GIVEN TEXT:
========
Myths and Legends of the Celtic Race
Page: 22In connexion with the great sepulchral monument of Gavr'inis a very curious observation was made by M. Albert Maitre, an inspector of the Musée des Antiquités Nationales. There were found here—as commonly in other megalithic monuments in Ireland and Scotland—a number of stones sculptured with a singular and characteristic design in waving and concentric lines. Now if the curious lines traced upon the human hand at the roots and tips of the fingers be examined under a lens, it will be found that they bear an exact resemblance to these designs of megalithic sculpture. One seems almost like a cast of the other. These lines on the human hand are so distinct and peculiar that, as is well known, they have been adopted as a method of identification of criminals. Can this resemblance be [pg 65] the result of chance? Nothing like these peculiar assemblages of sculptured lines has ever been found except in connexion with these monuments. Have we not here a reference to chiromancy—a magical art much practised in ancient and even in modern times? The hand as a symbol of power was a well-known magical emblem, and has entered largely even into Christian symbolism—note, for instance, the great hand sculptured on the under side of one of the arms of the Cross of Muiredach at Monasterboice.
========
ITEMS:
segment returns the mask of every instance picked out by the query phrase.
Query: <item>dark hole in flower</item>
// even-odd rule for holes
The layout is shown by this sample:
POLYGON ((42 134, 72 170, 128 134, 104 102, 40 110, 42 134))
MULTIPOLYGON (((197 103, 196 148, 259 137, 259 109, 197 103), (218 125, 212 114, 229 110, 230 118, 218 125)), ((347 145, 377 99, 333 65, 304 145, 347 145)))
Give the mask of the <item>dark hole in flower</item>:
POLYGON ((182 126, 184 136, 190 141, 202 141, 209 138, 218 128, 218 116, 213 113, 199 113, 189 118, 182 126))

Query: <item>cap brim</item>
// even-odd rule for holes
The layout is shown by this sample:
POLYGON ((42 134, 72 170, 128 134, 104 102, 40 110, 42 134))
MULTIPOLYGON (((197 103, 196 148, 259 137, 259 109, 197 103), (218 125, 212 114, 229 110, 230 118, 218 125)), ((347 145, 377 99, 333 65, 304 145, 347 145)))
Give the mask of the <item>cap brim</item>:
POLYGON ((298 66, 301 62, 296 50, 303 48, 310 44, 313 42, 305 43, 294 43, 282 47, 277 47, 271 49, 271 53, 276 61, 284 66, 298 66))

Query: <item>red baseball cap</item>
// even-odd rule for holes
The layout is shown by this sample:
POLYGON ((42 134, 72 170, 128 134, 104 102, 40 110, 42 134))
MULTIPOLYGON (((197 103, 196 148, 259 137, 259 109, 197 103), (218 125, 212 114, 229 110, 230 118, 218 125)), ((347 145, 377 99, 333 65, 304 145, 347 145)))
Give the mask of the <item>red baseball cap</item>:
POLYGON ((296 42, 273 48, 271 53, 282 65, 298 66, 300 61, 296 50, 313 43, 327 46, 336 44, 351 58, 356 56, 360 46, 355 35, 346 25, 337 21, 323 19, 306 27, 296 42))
========
List every place name that appears in the passage on megalithic sculpture above.

Gavr'inis, Ireland, Scotland, Monasterboice